### [Document section]
*** Block opens ***

The appropriate cliché at the appropriate moment can have an impact. For instance, hearing “the right hand doesn’t know what the left hand is doing” in a hospital might be enough to spin you right back out the revolving door. You know the horror stories. Wrong limb amputated. Forgotten utensils cozying up to innards for the long haul. Those are the sensational examples, but care coordination — or lack of it — was and remains a vexing problem. This story by Kaiser Health News describes it as health care’s “dirty little secret” but it’s something we’ve been reporting on for a long time.
Another phrase that goes way back: physician buy-in. Well, turns out that physicians may buy into care coordination in a big way. About 20 percent of physician practices now employ care coordinators, according to the 2013 Staff Salary Survey by Physicians Practice magazine, a practice management publication for doctors.
Editorial Director Bob Keaveney says that the time was right to include care coordinators in the publication’s survey. “Health care is changing,” says Keaveney. “We are theoretically doing away with the volume-based system of reimbursing providers and transforming into a value-based system that will pay for outcomes and quality of care. Outpatient medical practices typically have five or fewer physicians, and traditionally have not tried to perform complex, holistic case-management that might track patients on everything from their diet to their mental health status.
“That’s why we didn’t have it in the survey before. But in this era of accountable care, practices are realizing that outcome-based population-management is how they will increasingly be paid, and that will require coordination. So we thought it was time to ask whether practices are hiring care coordinators. Still, I was surprised to see that 20 percent have already done so.”
We’re betting that medical directors are pleasantly surprised as well.

*** Block closes ***

Saved entries:

*** Block opens ***

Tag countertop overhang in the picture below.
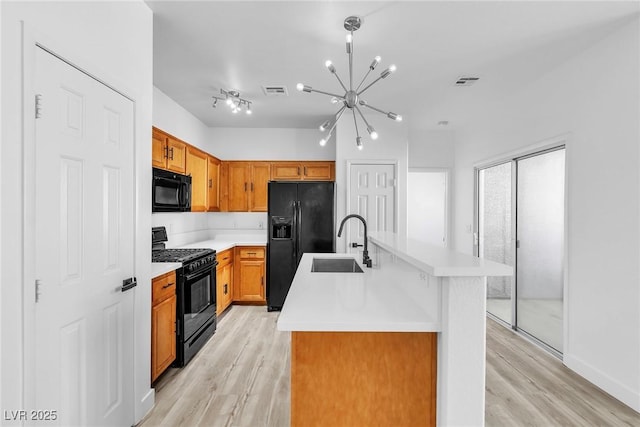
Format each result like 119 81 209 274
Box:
369 232 513 277
278 253 440 332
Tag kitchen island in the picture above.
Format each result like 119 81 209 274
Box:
278 233 513 426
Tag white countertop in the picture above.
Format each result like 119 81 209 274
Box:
369 232 513 276
180 234 267 252
151 262 182 277
151 234 267 277
278 253 441 332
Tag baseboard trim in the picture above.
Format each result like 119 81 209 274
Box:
563 353 640 412
135 388 156 424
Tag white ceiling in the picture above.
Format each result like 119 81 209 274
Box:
147 0 639 129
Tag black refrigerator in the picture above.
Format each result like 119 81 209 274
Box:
267 181 336 311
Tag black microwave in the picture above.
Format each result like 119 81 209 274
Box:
151 168 191 212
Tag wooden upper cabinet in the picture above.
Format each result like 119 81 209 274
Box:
207 156 220 212
302 162 335 181
271 161 335 181
186 145 209 212
225 162 271 212
151 127 188 174
271 162 302 181
249 162 271 212
151 128 168 169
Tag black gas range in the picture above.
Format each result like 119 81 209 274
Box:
151 227 218 367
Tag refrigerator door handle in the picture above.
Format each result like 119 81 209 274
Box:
291 200 298 264
296 200 302 264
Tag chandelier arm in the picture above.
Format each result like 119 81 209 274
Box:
358 76 383 96
349 30 353 90
332 73 348 92
360 101 389 116
353 105 371 127
309 89 344 99
351 109 360 138
356 68 371 92
327 105 347 135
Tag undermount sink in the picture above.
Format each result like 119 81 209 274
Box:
311 258 363 273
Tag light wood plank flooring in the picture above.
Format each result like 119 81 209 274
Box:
140 306 640 427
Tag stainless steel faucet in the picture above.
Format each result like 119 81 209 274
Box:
338 214 371 268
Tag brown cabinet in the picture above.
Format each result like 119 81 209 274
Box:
151 271 176 382
207 156 220 212
224 162 271 212
187 145 209 212
151 127 187 174
271 161 335 181
216 249 234 316
233 246 266 305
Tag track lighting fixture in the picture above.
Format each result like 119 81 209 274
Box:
212 89 252 115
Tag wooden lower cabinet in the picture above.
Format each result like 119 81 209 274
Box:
233 246 267 305
291 332 438 427
216 249 234 316
151 271 177 382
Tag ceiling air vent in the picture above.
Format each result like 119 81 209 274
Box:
262 85 289 96
455 76 480 86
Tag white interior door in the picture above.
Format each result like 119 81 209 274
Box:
34 48 135 425
347 164 396 246
407 170 447 247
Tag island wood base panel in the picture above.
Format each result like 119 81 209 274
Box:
291 332 437 427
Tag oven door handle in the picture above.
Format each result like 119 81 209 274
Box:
184 260 218 280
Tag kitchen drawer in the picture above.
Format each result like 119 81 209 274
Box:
216 248 233 268
240 247 264 259
151 271 176 305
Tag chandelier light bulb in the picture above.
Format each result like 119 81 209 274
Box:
320 120 331 132
369 56 382 71
324 60 336 73
387 112 402 122
380 64 396 79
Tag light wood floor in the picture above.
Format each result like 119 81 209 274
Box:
140 306 640 427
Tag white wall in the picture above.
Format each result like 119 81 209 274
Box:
409 129 455 168
454 18 640 410
0 1 153 420
336 114 408 252
208 128 336 160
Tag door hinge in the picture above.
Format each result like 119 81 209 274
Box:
36 279 42 302
36 93 42 119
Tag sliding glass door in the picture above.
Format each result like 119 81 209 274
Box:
477 147 565 353
478 162 514 324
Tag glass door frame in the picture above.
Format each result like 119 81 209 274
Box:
473 137 569 360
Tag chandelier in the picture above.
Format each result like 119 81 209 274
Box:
296 16 402 150
211 89 252 114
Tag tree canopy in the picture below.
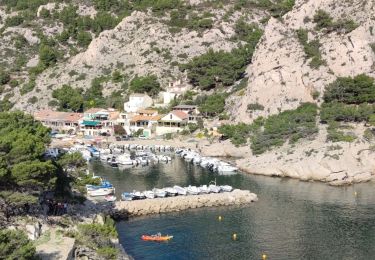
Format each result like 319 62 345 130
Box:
323 74 375 104
0 112 56 190
52 85 83 112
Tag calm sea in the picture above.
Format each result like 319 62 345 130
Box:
91 157 375 260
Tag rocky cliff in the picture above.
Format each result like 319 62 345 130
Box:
231 0 375 122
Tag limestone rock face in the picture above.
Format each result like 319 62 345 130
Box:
235 0 375 122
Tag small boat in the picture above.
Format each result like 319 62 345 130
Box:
164 187 178 196
87 188 115 197
220 185 233 192
143 190 155 199
86 181 113 191
132 191 146 200
141 233 173 242
198 185 211 194
152 188 167 198
208 184 221 193
186 185 200 195
104 195 116 202
107 156 118 167
121 192 133 201
173 185 186 195
117 154 133 165
141 233 173 242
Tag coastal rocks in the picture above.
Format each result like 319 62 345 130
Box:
112 189 258 218
25 222 42 240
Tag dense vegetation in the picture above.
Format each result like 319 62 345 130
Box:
297 28 325 69
313 9 358 33
181 19 262 90
74 216 119 259
320 74 375 142
251 103 318 154
219 103 318 154
0 229 37 260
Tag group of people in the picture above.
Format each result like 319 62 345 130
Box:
43 199 68 216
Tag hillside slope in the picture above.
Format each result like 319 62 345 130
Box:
234 0 375 122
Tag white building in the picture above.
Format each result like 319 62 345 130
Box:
124 94 153 113
156 111 189 135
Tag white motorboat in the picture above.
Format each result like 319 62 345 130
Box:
186 185 200 195
152 188 167 198
199 185 211 194
104 195 116 202
131 191 146 200
164 187 178 196
143 190 155 199
173 185 187 195
220 185 233 192
193 155 202 165
87 188 115 197
208 184 221 193
216 162 238 172
121 192 133 201
117 153 134 165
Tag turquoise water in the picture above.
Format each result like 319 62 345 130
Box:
92 155 375 259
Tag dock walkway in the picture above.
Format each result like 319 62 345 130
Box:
114 189 258 217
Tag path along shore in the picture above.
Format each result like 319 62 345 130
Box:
111 189 258 218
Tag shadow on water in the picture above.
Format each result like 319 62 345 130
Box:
92 158 375 259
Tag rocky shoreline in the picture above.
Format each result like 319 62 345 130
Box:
111 189 258 218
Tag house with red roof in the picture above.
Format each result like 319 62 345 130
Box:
156 110 189 135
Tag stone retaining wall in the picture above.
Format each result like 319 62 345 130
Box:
113 189 258 218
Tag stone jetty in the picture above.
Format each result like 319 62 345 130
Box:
112 189 258 218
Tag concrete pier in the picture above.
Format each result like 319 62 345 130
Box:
113 189 258 218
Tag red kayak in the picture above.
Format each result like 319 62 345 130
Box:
141 234 173 241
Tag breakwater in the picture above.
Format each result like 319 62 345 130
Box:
112 189 258 218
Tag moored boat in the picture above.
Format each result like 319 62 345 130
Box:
152 188 167 198
143 190 155 199
220 185 233 192
87 188 115 197
208 184 221 193
186 185 200 195
121 192 133 201
173 185 187 195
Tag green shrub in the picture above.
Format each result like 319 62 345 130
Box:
296 28 326 69
27 96 38 104
52 85 84 112
96 247 118 259
129 75 161 96
251 103 318 154
5 15 24 27
323 74 375 104
20 79 36 95
0 229 36 260
77 31 92 47
247 103 264 111
0 69 10 86
313 9 358 33
199 93 227 116
180 26 262 90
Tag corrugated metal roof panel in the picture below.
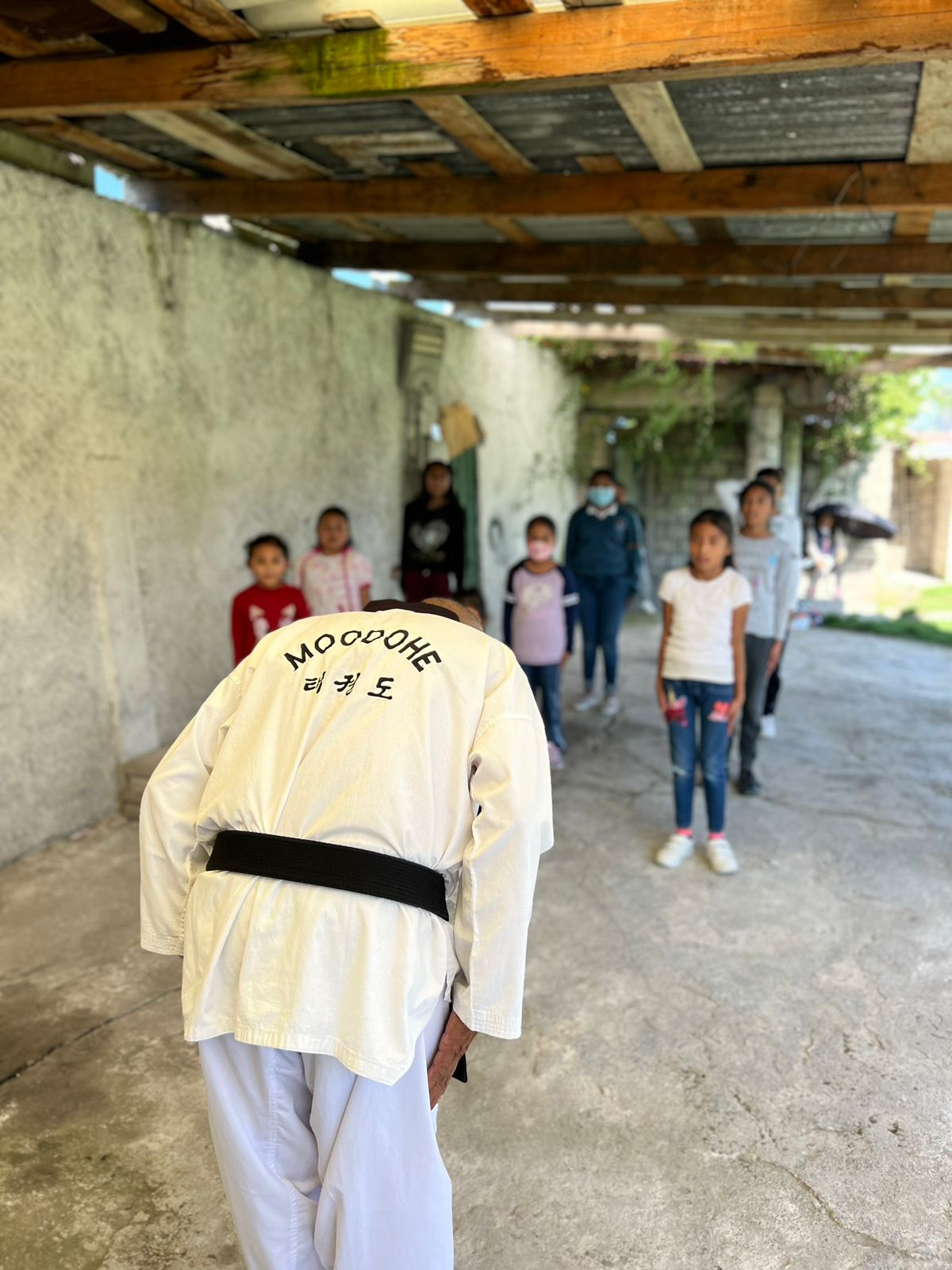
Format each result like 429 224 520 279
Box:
519 216 643 243
467 87 655 173
386 216 505 243
725 212 895 245
226 100 491 176
668 62 920 167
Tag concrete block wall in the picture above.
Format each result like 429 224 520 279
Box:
0 165 575 861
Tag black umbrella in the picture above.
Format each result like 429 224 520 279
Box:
810 503 896 538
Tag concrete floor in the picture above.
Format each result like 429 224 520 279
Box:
0 626 952 1270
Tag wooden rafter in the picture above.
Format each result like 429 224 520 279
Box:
575 155 681 243
131 110 328 180
612 80 703 171
414 97 536 176
91 0 169 36
0 0 952 118
405 278 952 314
294 243 952 279
140 0 258 43
892 62 952 239
0 17 109 59
9 116 193 180
129 160 952 222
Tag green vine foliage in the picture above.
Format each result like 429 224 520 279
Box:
804 348 935 487
557 341 747 484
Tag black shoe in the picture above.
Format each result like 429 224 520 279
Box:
738 772 760 794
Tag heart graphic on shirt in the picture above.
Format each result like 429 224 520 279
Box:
410 521 449 551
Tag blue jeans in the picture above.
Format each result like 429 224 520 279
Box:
576 576 628 692
523 662 566 749
664 679 734 833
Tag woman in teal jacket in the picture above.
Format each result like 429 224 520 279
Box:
565 468 639 718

*** Block closes ***

### [What you will do]
Can you copy the care coordination article word for word from "Another phrase that" to "publication for doctors."? None of the material is required here.

### [Task result]
Another phrase that goes way back: physician buy-in. Well, turns out that physicians may buy into care coordination in a big way. About 20 percent of physician practices now employ care coordinators, according to the 2013 Staff Salary Survey by Physicians Practice magazine, a practice management publication for doctors.